SELECTED EXCERPT: Begin

I know there are a lot of posts here about the frustration that comes when you care about someone and can't get them to "see the light" about eating primal. I thought I'd start a thread for stories about successful conversions... because now I have one!

I get a lot of crap for my weight. I've always been thin, likely because I was raised pretty close to primal and never, ever bought into the low fat = good for you stuff. Being "naturally" skinny means I have no business talking to anyone about diet, of course, and I know from experience not to bring it up. I NEVER talk about how I eat. But this time I was just over the abuse...

250lb friend: "I frickin' hate you. You have no idea how much I hate you. How can you have bacon and eggs EVERY DAY and weigh 100lbs? I eat a low-fat yoghurt and gain 10lbs. It's not fair."
Me: "Maybe you're onto something there."
250lb friend: "Yeah, I don't need you to tell me my genes are f****d, thanks."
Me: "No, maybe I'm thinner because I don't eat that kind of crap."
250lb friend: "Everything you eat is crap! Bacon, eggs, steak... you put butter on your vegetables!"

SELECTED EXCERPT: End
SOURCE MATERIAL: Begin

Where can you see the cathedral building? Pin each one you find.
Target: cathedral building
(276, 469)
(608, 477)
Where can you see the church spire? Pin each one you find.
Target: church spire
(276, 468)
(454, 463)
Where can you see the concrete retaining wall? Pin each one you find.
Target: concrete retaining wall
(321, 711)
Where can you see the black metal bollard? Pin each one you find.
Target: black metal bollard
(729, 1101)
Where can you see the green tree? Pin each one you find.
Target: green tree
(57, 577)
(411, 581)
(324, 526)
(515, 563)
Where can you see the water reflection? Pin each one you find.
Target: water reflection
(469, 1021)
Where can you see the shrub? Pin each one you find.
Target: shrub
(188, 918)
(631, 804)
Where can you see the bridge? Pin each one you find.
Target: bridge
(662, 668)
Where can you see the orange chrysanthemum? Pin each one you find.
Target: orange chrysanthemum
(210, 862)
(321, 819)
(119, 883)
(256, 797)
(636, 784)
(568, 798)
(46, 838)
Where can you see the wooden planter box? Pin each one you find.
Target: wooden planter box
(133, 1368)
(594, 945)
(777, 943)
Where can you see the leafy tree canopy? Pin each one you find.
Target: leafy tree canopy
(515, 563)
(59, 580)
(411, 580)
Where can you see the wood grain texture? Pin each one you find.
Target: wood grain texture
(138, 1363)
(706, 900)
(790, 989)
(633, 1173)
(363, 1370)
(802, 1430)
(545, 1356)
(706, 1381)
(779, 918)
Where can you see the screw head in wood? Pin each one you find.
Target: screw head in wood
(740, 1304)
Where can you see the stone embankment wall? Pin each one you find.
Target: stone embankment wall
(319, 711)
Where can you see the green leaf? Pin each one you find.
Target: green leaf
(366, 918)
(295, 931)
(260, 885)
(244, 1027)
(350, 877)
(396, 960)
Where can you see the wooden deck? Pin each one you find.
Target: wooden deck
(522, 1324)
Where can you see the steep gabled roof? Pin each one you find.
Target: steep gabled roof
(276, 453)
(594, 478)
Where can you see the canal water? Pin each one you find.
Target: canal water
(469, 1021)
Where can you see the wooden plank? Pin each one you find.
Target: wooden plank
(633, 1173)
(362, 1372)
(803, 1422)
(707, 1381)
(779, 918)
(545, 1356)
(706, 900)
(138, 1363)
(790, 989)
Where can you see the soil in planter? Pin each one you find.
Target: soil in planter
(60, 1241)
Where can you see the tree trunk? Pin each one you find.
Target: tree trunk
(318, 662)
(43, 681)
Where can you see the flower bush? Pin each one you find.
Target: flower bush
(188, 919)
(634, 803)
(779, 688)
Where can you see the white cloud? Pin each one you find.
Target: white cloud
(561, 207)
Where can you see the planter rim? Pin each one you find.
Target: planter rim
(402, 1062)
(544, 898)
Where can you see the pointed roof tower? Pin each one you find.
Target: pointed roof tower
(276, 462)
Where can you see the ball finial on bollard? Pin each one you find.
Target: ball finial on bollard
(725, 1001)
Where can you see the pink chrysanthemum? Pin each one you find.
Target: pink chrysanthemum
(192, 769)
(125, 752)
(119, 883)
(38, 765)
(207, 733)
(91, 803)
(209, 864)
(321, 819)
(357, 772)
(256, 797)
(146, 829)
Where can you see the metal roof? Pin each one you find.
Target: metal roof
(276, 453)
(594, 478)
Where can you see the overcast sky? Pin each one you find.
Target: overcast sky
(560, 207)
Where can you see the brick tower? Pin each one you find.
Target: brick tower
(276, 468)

SOURCE MATERIAL: End

WHAT IS BEING ASKED – Continue the forum post about a friend's conversion to primal eating, starting right after its final line.

RESULT –
Me: "It works though. Look, maybe I'm just lucky, but I really think the way I eat is better for me than all that processed stuff. Look at the calories in your low-fat yoghurt. They're pretty much the same. They just replace the fat with sugar. And it's not satisfying. You'd be so much better off with real yoghurt. I can give you a book that explains all of it..."
250lb friend: "Go **** yourself. Like you know anything about having to lose weight. You will never, ever get what it's like to be me."

End of conversation.

Six weeks later... my friend has lost 25lbs!!! "I was so angry with you. And then I thought, screw this, I'm never going to win, I'm going to eat the full-fat yoghurt. And I had one, and I wasn't hungry for hours! So I asked Kevin (her boyfriend, my close friend) how you eat, and he told me you do this paleo thing, and I started doing it and look! Look at me! I'd thank you, but I still hate your guts."